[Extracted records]
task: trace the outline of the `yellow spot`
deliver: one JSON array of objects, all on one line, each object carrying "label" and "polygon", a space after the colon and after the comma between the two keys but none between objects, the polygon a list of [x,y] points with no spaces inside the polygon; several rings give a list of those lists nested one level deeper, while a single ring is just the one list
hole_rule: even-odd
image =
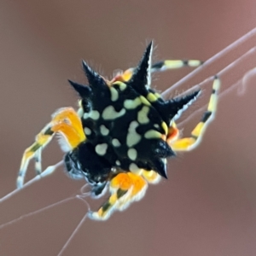
[{"label": "yellow spot", "polygon": [[144,106],[138,113],[137,113],[137,120],[140,124],[148,124],[149,123],[149,119],[148,117],[148,113],[149,112],[149,108]]},{"label": "yellow spot", "polygon": [[143,96],[140,96],[140,99],[144,105],[151,106],[150,102]]},{"label": "yellow spot", "polygon": [[121,117],[125,113],[125,109],[122,108],[119,112],[116,112],[113,106],[107,107],[102,112],[102,118],[105,120],[113,120]]},{"label": "yellow spot", "polygon": [[111,93],[111,101],[117,101],[117,99],[119,98],[119,92],[113,87],[110,87],[109,90]]},{"label": "yellow spot", "polygon": [[179,68],[184,66],[183,61],[166,61],[165,65],[168,68]]},{"label": "yellow spot", "polygon": [[126,109],[134,109],[141,104],[142,104],[142,101],[139,97],[137,97],[134,100],[125,100],[124,102],[124,107]]},{"label": "yellow spot", "polygon": [[135,148],[130,148],[127,154],[131,160],[135,160],[137,159],[137,153]]},{"label": "yellow spot", "polygon": [[157,131],[154,130],[149,130],[148,131],[145,135],[144,135],[145,138],[160,138],[162,137],[162,134],[160,133]]},{"label": "yellow spot", "polygon": [[192,136],[195,136],[196,137],[199,137],[202,132],[204,127],[205,127],[205,123],[200,122],[191,132]]},{"label": "yellow spot", "polygon": [[122,83],[122,82],[120,82],[120,81],[116,81],[116,82],[113,83],[113,85],[119,85],[119,89],[120,89],[121,90],[125,90],[125,89],[126,89],[126,86],[127,86],[125,83]]},{"label": "yellow spot", "polygon": [[157,97],[155,96],[155,95],[154,95],[152,92],[149,92],[147,96],[147,99],[150,102],[154,102],[157,101]]},{"label": "yellow spot", "polygon": [[201,64],[201,61],[198,61],[198,60],[189,60],[188,61],[188,65],[189,67],[198,67]]},{"label": "yellow spot", "polygon": [[157,93],[157,92],[154,93],[154,96],[155,96],[157,98],[160,98],[160,97],[161,97],[161,96],[160,96],[159,93]]}]

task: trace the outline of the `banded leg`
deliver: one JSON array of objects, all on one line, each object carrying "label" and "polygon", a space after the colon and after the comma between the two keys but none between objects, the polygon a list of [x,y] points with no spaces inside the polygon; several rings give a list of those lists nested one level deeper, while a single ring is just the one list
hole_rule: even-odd
[{"label": "banded leg", "polygon": [[199,60],[166,60],[154,63],[151,67],[151,73],[161,72],[169,69],[177,69],[184,67],[196,67],[202,65],[204,62]]},{"label": "banded leg", "polygon": [[52,120],[37,135],[35,143],[25,150],[17,178],[18,188],[21,188],[24,183],[27,166],[32,158],[36,160],[37,174],[42,172],[42,149],[51,141],[55,133],[61,135],[61,144],[64,151],[74,148],[85,140],[80,118],[74,109],[65,108],[56,111],[52,116]]},{"label": "banded leg", "polygon": [[[199,60],[166,60],[162,61],[156,62],[151,66],[150,72],[162,72],[169,69],[177,69],[184,67],[196,67],[202,65],[204,62]],[[115,77],[111,80],[111,84],[120,81],[127,82],[131,79],[134,72],[134,68],[129,68],[125,72],[118,73]]]},{"label": "banded leg", "polygon": [[106,220],[115,210],[123,211],[130,203],[142,199],[148,187],[147,182],[140,176],[132,172],[121,172],[110,182],[111,195],[102,207],[89,217],[97,220]]},{"label": "banded leg", "polygon": [[[170,127],[167,143],[173,151],[189,151],[195,148],[201,142],[203,133],[208,124],[214,119],[217,109],[218,92],[220,87],[220,80],[218,76],[214,77],[212,92],[208,103],[207,110],[203,113],[201,121],[191,132],[189,137],[177,138],[178,130],[176,125]],[[170,130],[169,130],[170,131]]]}]

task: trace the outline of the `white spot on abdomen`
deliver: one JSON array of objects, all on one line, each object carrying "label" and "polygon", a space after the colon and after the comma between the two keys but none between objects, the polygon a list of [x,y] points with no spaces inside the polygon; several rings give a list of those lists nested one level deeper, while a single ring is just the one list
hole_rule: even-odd
[{"label": "white spot on abdomen", "polygon": [[99,155],[104,155],[108,149],[108,144],[102,143],[102,144],[97,144],[95,148],[95,151]]},{"label": "white spot on abdomen", "polygon": [[113,106],[107,107],[102,112],[102,118],[105,120],[113,120],[121,117],[125,113],[125,109],[122,108],[119,112],[116,112]]}]

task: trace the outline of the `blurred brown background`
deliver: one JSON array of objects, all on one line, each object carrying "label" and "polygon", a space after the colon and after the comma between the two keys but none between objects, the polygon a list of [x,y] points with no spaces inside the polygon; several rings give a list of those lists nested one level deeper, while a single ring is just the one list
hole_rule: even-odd
[{"label": "blurred brown background", "polygon": [[[255,17],[254,0],[1,0],[0,197],[15,189],[23,150],[50,114],[76,106],[67,79],[85,82],[81,59],[110,77],[136,65],[154,39],[155,60],[207,60],[255,27]],[[202,69],[180,92],[242,51],[235,49]],[[223,89],[253,66],[252,54],[224,73]],[[166,89],[190,71],[154,80]],[[169,161],[168,181],[150,186],[143,200],[107,222],[87,219],[62,255],[256,255],[255,83],[253,77],[242,96],[234,90],[220,99],[201,147]],[[208,84],[205,102],[210,91]],[[202,106],[195,103],[189,114]],[[187,122],[184,132],[199,119]],[[44,154],[44,166],[61,159],[53,144]],[[28,178],[33,175],[32,166]],[[75,195],[83,184],[60,168],[0,204],[0,224]],[[86,210],[71,200],[2,227],[0,255],[57,255]]]}]

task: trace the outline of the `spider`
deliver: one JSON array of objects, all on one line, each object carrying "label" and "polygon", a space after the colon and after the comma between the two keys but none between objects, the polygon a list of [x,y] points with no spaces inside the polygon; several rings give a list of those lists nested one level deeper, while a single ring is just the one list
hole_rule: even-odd
[{"label": "spider", "polygon": [[[29,161],[34,158],[37,174],[42,173],[42,149],[59,135],[66,153],[66,172],[71,178],[85,179],[90,195],[100,197],[108,190],[108,200],[90,218],[106,220],[113,212],[139,201],[148,183],[166,176],[166,159],[177,151],[189,151],[200,143],[217,107],[220,80],[214,76],[207,110],[192,131],[181,137],[175,120],[201,93],[165,101],[153,90],[151,73],[183,67],[197,67],[197,60],[168,60],[151,64],[153,43],[147,47],[138,66],[108,80],[83,61],[89,85],[69,80],[78,92],[79,110],[62,108],[37,135],[23,154],[17,187],[21,188]],[[52,170],[54,172],[55,170]]]}]

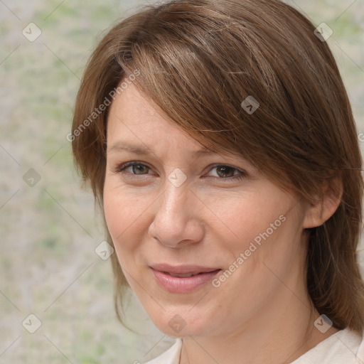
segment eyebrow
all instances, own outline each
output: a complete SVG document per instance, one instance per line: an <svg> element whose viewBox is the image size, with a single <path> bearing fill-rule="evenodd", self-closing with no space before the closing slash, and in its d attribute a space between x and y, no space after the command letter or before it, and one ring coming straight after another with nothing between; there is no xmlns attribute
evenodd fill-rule
<svg viewBox="0 0 364 364"><path fill-rule="evenodd" d="M130 153L134 153L134 154L140 155L156 154L155 151L147 146L141 146L127 141L117 141L107 149L108 154L119 151L129 151ZM197 151L192 151L191 154L193 156L200 156L205 154L218 154L217 152L211 151L208 148L198 149Z"/></svg>

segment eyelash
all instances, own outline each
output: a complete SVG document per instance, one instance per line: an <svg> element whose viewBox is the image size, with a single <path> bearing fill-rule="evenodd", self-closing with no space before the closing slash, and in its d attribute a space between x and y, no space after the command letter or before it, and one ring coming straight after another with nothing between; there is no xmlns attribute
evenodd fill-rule
<svg viewBox="0 0 364 364"><path fill-rule="evenodd" d="M127 163L124 163L120 166L119 166L118 167L117 167L115 168L115 170L114 171L114 173L125 173L124 172L124 170L127 168L128 167L130 167L130 166L146 166L147 168L149 168L149 170L150 170L151 168L146 166L146 164L143 164L143 163L141 163L141 162L138 162L138 161L132 161L132 162L127 162ZM230 168L232 168L234 172L235 171L237 171L239 172L239 174L236 174L235 176L232 176L231 177L227 177L227 178L223 178L223 177L215 177L214 176L209 176L208 177L213 177L213 178L218 178L219 180L222 180L222 181L238 181L238 180L241 180L241 179L243 179L247 177L247 173L246 172L245 172L244 171L241 171L240 169L238 169L235 167L232 167L231 166L229 166L228 164L214 164L213 166L211 166L211 169L213 169L213 168L215 168L217 167L229 167ZM210 171L211 171L211 169ZM139 177L134 177L135 176L146 176L147 175L148 173L146 173L146 174L136 174L136 173L129 173L131 176L132 176L132 178L139 178Z"/></svg>

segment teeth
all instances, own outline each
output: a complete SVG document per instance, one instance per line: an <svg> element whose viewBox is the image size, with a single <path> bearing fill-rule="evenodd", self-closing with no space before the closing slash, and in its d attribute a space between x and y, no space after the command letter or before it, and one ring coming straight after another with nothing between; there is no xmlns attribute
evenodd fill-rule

■ Given instruction ■
Copy exactly, and only, the lines from the one containing "segment teeth" through the last line of the listing.

■ Finished answer ■
segment teeth
all instances, own outline each
output: a complete SVG document per instance, one instance per line: an <svg> element whose viewBox is the image size, with a single <path> bearing fill-rule="evenodd", self-closing with no space before the closing slash, and in its d attribute a space between x and y, no space after the command letter or before it, and one ring coming straight after another with nothing between; there is no xmlns attribute
evenodd fill-rule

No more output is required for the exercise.